◆ STATED PROBLEM ◆
Please copy the records from the line with "leaf in the" to the line with "[78,39,244,299]", request lines included, and offset every bounding-box coordinate by adding 63 to it.

(Records of labeled boxes)
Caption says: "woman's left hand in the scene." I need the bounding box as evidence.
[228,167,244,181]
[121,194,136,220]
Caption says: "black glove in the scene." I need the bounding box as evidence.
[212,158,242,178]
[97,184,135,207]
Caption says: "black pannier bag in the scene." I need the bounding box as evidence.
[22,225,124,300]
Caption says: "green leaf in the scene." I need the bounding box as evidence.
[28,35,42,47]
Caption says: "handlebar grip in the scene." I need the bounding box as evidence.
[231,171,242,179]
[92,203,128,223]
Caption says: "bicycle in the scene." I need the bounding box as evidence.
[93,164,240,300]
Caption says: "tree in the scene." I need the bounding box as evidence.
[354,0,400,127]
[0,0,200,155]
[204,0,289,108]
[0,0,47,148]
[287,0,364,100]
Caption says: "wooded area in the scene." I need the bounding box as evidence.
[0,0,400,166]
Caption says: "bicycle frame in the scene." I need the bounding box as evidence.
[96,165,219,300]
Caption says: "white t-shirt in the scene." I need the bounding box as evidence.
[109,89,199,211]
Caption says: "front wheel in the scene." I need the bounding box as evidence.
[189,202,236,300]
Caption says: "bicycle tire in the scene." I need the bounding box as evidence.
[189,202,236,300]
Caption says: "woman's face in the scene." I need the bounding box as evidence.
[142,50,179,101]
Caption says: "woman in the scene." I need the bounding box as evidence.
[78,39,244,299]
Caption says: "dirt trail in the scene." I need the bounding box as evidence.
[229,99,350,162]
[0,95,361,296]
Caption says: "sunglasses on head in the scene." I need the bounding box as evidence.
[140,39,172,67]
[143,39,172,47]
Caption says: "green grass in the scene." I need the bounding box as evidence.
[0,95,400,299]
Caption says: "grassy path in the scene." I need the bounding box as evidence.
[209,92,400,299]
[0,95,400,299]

◆ THE OUTPUT ◆
Caption says: "green leaf in the scene." I need the bounding box as evidence.
[91,98,105,110]
Caption says: "handlebar grip in the scene." I need the bounding box as evidence.
[294,234,305,242]
[155,266,191,286]
Caption says: "bicycle in the scene." I need the bounding box as evidence.
[156,227,303,363]
Caption says: "tree in the scene." I need the bounding box as evidence.
[417,63,463,190]
[63,63,263,218]
[267,63,352,171]
[63,63,110,211]
[350,63,427,163]
Caption says: "wooded area in the scene." I need the bounding box as evidence.
[63,63,463,229]
Caption says: "bicycle frame in the scene." I need the bounding box as evidence.
[159,228,282,363]
Caption says: "white t-shirt in the scene." I need the bounding box as evidence.
[172,152,262,274]
Caption says: "front wheel in the scene." I need the bounding box as evidence.
[252,265,299,363]
Caption says: "bicycle tire in the scene." I need the bounding box as evidence.
[252,265,299,363]
Caption says: "woman's face in the scene." I need the bounding box as evidence.
[205,113,242,164]
Caption says: "woman in the scene." I need the bounding box as evidence.
[141,102,307,362]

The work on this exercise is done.